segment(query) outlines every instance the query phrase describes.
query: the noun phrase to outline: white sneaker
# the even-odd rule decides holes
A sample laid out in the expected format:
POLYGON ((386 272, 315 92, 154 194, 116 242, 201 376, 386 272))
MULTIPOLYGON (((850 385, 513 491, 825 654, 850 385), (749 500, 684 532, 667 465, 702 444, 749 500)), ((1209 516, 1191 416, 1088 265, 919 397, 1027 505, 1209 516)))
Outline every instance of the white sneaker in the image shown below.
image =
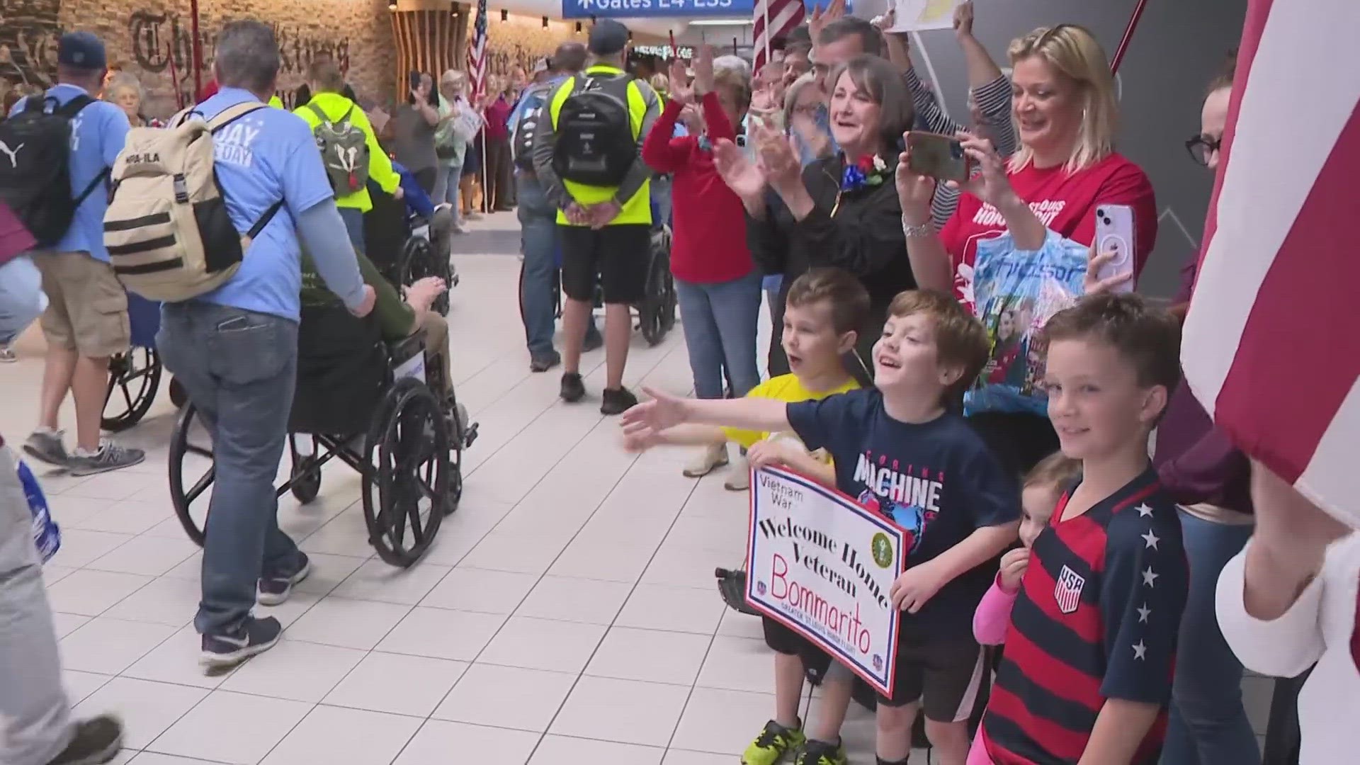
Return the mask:
POLYGON ((745 491, 751 489, 751 464, 747 461, 747 456, 741 455, 737 461, 732 463, 732 468, 728 470, 728 479, 722 482, 722 487, 728 491, 745 491))
POLYGON ((714 470, 728 464, 728 445, 714 444, 704 446, 699 456, 684 466, 685 478, 702 478, 714 470))

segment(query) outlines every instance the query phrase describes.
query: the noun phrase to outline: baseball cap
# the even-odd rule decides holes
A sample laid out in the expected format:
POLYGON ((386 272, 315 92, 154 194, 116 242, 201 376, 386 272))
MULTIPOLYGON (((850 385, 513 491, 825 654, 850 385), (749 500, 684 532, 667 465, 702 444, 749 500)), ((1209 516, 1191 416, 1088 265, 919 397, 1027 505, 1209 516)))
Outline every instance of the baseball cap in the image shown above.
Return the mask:
POLYGON ((613 56, 628 46, 628 27, 613 19, 600 19, 590 27, 586 49, 596 56, 613 56))
POLYGON ((103 69, 109 59, 103 42, 88 31, 68 31, 57 42, 57 63, 82 69, 103 69))

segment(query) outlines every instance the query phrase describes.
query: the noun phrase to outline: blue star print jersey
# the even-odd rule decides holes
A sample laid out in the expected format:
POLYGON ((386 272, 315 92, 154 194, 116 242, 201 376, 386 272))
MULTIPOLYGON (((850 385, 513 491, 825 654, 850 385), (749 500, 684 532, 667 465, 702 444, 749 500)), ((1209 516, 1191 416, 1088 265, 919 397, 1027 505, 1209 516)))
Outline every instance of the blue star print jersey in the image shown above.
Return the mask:
POLYGON ((1081 758, 1107 698, 1161 705, 1133 765, 1166 734, 1189 568, 1176 505, 1151 468, 1034 543, 982 723, 997 765, 1081 758))

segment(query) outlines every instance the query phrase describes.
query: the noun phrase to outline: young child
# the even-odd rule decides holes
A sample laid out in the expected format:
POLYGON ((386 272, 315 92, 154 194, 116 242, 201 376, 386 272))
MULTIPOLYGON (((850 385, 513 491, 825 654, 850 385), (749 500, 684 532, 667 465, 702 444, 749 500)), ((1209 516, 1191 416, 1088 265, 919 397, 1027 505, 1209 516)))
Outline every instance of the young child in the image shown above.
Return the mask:
MULTIPOLYGON (((1054 452, 1034 466, 1020 487, 1020 544, 1001 555, 1001 570, 991 588, 982 596, 976 613, 972 614, 972 637, 981 645, 1001 645, 1006 641, 1006 628, 1010 626, 1010 607, 1020 592, 1020 581, 1030 566, 1030 551, 1039 532, 1049 525, 1053 508, 1058 505, 1062 493, 1081 478, 1081 463, 1054 452)), ((974 751, 981 751, 981 739, 974 742, 974 751)), ((972 754, 968 754, 972 765, 972 754)), ((978 762, 986 762, 979 760, 978 762)))
POLYGON ((1180 328, 1134 294, 1057 313, 1044 385, 1081 482, 1034 540, 979 736, 997 765, 1152 765, 1189 572, 1148 436, 1180 377, 1180 328))
MULTIPOLYGON (((860 387, 842 362, 843 354, 854 348, 855 327, 869 312, 869 293, 860 279, 836 268, 808 271, 789 287, 785 299, 783 335, 781 343, 789 357, 789 374, 771 377, 747 393, 748 397, 770 399, 781 403, 824 399, 832 393, 860 387)), ((787 430, 787 427, 782 429, 787 430)), ((662 430, 641 430, 624 437, 630 449, 654 445, 699 445, 728 441, 747 446, 756 464, 778 461, 809 478, 835 485, 830 460, 819 459, 786 433, 764 429, 734 429, 704 425, 676 425, 662 430)), ((745 765, 774 765, 786 754, 804 745, 805 734, 798 719, 802 696, 804 662, 815 662, 824 670, 830 657, 811 641, 782 623, 762 617, 766 644, 774 651, 775 716, 747 747, 741 761, 745 765)), ((823 683, 826 712, 817 732, 835 740, 850 705, 853 675, 827 677, 823 683)), ((812 761, 815 762, 815 760, 812 761)))
MULTIPOLYGON (((880 698, 877 757, 902 765, 918 706, 945 765, 968 755, 968 715, 986 679, 972 613, 991 580, 987 564, 1016 539, 1019 493, 955 411, 987 361, 987 335, 952 295, 894 298, 873 347, 874 388, 786 404, 766 399, 654 400, 624 414, 630 433, 681 422, 792 429, 835 460, 836 489, 906 530, 907 569, 892 585, 900 621, 892 698, 880 698), (923 497, 922 505, 911 497, 923 497)), ((839 738, 839 736, 838 736, 839 738)), ((809 739, 806 765, 846 761, 839 740, 809 739)))

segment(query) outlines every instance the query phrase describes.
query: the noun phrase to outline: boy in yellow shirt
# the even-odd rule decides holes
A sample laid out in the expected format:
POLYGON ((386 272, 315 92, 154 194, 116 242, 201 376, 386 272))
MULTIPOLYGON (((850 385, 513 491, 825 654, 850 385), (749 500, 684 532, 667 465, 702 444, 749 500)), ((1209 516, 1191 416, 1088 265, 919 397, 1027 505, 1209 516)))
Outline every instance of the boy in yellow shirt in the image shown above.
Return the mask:
MULTIPOLYGON (((855 327, 862 325, 868 313, 869 293, 860 279, 850 274, 836 268, 815 268, 798 276, 789 287, 789 297, 785 299, 781 336, 783 351, 789 357, 790 373, 756 385, 747 397, 797 403, 860 388, 860 382, 850 376, 842 359, 854 350, 855 327)), ((836 485, 831 457, 823 449, 808 453, 792 432, 762 433, 707 425, 677 425, 661 432, 645 430, 624 437, 624 445, 631 451, 656 445, 700 446, 726 441, 747 446, 747 456, 753 467, 782 464, 827 486, 836 485)), ((725 579, 740 581, 744 591, 744 573, 738 572, 737 576, 725 579)), ((726 584, 729 583, 719 584, 724 599, 729 606, 737 607, 733 603, 733 593, 728 592, 733 588, 725 587, 726 584)), ((775 652, 775 716, 743 754, 741 761, 747 765, 772 765, 802 746, 806 735, 802 720, 798 719, 798 701, 802 694, 804 662, 816 664, 819 672, 826 672, 830 663, 827 655, 812 641, 768 617, 762 617, 762 622, 766 644, 775 652)), ((853 681, 854 677, 849 672, 832 672, 826 677, 819 728, 811 732, 821 732, 828 740, 839 736, 850 705, 853 681)))

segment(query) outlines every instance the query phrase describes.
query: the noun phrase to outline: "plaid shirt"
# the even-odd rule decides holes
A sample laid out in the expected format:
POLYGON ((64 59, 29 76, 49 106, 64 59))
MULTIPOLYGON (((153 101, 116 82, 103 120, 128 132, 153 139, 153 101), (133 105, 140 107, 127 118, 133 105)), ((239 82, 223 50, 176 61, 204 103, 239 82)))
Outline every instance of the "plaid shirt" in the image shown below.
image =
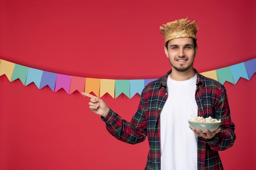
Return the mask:
MULTIPOLYGON (((221 130, 210 140, 198 138, 198 169, 223 170, 218 153, 233 145, 236 135, 234 124, 231 121, 226 90, 213 79, 197 75, 195 98, 198 116, 211 116, 222 121, 221 130)), ((137 110, 130 122, 123 119, 111 109, 105 118, 101 117, 108 131, 122 141, 136 144, 148 136, 149 151, 145 170, 161 169, 160 114, 168 95, 166 75, 149 83, 143 90, 137 110)))

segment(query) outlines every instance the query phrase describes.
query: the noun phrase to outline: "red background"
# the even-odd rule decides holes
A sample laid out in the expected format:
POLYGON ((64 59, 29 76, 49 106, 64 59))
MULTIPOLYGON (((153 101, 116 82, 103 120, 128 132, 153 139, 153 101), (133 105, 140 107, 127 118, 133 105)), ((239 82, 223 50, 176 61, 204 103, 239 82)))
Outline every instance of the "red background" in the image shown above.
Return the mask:
MULTIPOLYGON (((198 20, 199 72, 255 57, 255 1, 1 0, 0 58, 44 71, 110 79, 157 78, 171 68, 159 26, 198 20)), ((225 170, 255 166, 254 75, 225 82, 237 140, 220 152, 225 170)), ((130 120, 140 95, 102 98, 130 120)), ((78 92, 53 93, 0 77, 0 169, 142 170, 147 141, 109 134, 78 92)))

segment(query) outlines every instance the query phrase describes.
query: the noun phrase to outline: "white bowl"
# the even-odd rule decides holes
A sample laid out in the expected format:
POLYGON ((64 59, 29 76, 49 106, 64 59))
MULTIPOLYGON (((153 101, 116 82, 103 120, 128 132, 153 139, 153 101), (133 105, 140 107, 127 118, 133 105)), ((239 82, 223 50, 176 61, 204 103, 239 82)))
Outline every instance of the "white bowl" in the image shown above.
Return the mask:
POLYGON ((202 123, 196 122, 195 121, 189 121, 189 124, 190 126, 197 130, 200 129, 204 133, 205 133, 205 130, 208 129, 211 132, 213 132, 218 129, 221 124, 221 122, 217 123, 202 123))

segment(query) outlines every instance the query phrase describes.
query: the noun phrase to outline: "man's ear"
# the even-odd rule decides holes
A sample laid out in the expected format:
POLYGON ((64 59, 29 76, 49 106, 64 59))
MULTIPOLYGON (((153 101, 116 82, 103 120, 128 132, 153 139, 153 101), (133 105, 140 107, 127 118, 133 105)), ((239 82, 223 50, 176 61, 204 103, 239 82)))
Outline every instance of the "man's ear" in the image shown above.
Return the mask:
POLYGON ((198 53, 198 46, 197 46, 195 48, 195 56, 196 55, 196 53, 198 53))
POLYGON ((164 53, 165 53, 165 55, 168 58, 169 58, 169 56, 168 56, 168 50, 167 50, 167 49, 166 49, 165 46, 164 46, 164 53))

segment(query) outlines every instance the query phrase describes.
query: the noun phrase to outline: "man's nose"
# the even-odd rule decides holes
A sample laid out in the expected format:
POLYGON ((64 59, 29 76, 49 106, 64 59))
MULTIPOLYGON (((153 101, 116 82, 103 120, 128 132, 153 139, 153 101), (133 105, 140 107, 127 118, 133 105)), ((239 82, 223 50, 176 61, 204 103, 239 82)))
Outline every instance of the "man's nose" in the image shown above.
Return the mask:
POLYGON ((183 49, 180 49, 179 51, 179 57, 182 57, 185 56, 185 53, 183 49))

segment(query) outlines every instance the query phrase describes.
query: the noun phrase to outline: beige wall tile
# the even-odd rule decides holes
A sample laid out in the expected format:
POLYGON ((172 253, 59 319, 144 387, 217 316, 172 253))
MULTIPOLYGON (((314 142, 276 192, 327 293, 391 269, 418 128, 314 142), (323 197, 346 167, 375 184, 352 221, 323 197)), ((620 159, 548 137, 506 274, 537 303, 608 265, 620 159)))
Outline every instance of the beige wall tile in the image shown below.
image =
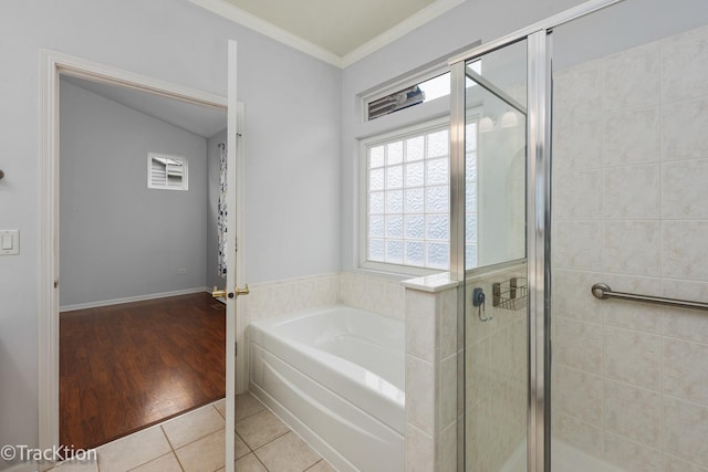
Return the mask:
POLYGON ((554 106, 563 108, 563 116, 566 119, 577 120, 603 116, 602 66, 602 61, 589 61, 553 75, 556 84, 553 91, 554 106))
POLYGON ((602 374, 602 325, 569 318, 555 321, 553 359, 592 374, 602 374))
POLYGON ((568 172, 601 168, 605 119, 586 119, 582 123, 566 119, 563 115, 571 115, 572 111, 556 105, 553 113, 553 170, 568 172))
MULTIPOLYGON (((604 274, 603 282, 617 292, 655 295, 662 292, 662 279, 604 274)), ((595 298, 596 300, 596 298, 595 298)), ((659 334, 662 307, 646 303, 601 302, 606 325, 659 334)))
POLYGON ((708 29, 662 41, 662 99, 683 101, 708 95, 708 29))
POLYGON ((454 424, 457 419, 457 355, 449 356, 440 361, 439 375, 438 432, 441 432, 454 424))
POLYGON ((708 469, 664 454, 664 472, 708 472, 708 469))
POLYGON ((406 353, 429 363, 435 360, 437 337, 436 296, 409 290, 406 293, 406 353))
POLYGON ((553 218, 592 220, 602 217, 602 170, 563 172, 554 176, 553 218))
POLYGON ((664 397, 664 451, 708 466, 708 408, 664 397))
POLYGON ((304 471, 320 461, 320 455, 298 434, 289 432, 257 449, 253 453, 269 471, 304 471))
POLYGON ((662 275, 708 282, 706 234, 708 221, 665 221, 662 224, 662 275))
POLYGON ((664 392, 708 406, 708 345, 664 340, 664 392))
POLYGON ((708 159, 666 162, 662 168, 662 216, 708 219, 708 159))
POLYGON ((662 337, 631 329, 605 327, 605 376, 660 390, 662 337))
POLYGON ((605 432, 604 458, 627 472, 662 472, 662 451, 605 432))
POLYGON ((435 368, 431 363, 406 356, 406 422, 433 437, 435 424, 435 368))
POLYGON ((440 357, 446 358, 457 352, 457 290, 446 290, 437 294, 438 335, 440 357))
POLYGON ((162 428, 155 426, 98 448, 98 469, 123 472, 169 452, 171 448, 167 438, 162 428))
POLYGON ((204 438, 225 427, 221 415, 211 406, 199 408, 163 423, 165 436, 174 449, 204 438))
MULTIPOLYGON (((664 279, 663 296, 708 302, 708 283, 664 279)), ((708 344, 708 323, 702 312, 664 308, 663 333, 708 344)))
POLYGON ((262 410, 236 423, 236 432, 251 449, 258 449, 288 431, 289 428, 270 410, 262 410))
POLYGON ((605 429, 643 444, 660 448, 659 392, 607 379, 603 405, 605 429))
POLYGON ((662 107, 662 160, 708 158, 708 98, 662 107))
POLYGON ((603 60, 603 109, 625 111, 658 105, 660 61, 657 44, 645 44, 603 60))
POLYGON ((658 164, 605 169, 605 218, 657 219, 660 208, 658 164))
POLYGON ((419 429, 406 426, 406 472, 435 470, 435 443, 419 429))
POLYGON ((621 111, 605 119, 604 164, 607 167, 662 160, 659 107, 621 111))
POLYGON ((607 221, 604 269, 631 275, 660 275, 658 221, 607 221))

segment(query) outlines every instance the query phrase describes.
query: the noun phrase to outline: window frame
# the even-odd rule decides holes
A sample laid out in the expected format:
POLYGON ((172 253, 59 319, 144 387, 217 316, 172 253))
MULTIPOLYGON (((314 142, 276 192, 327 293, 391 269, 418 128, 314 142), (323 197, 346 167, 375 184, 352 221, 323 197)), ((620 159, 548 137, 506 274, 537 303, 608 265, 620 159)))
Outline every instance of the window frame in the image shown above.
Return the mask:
+---+
## WHAT NEEDS TO BE DONE
Extract every line from the rows above that contains the word "child".

## TASK RESPONSE
query: the noun phrase to outline: young child
Outline every instance of the young child in the image shown above.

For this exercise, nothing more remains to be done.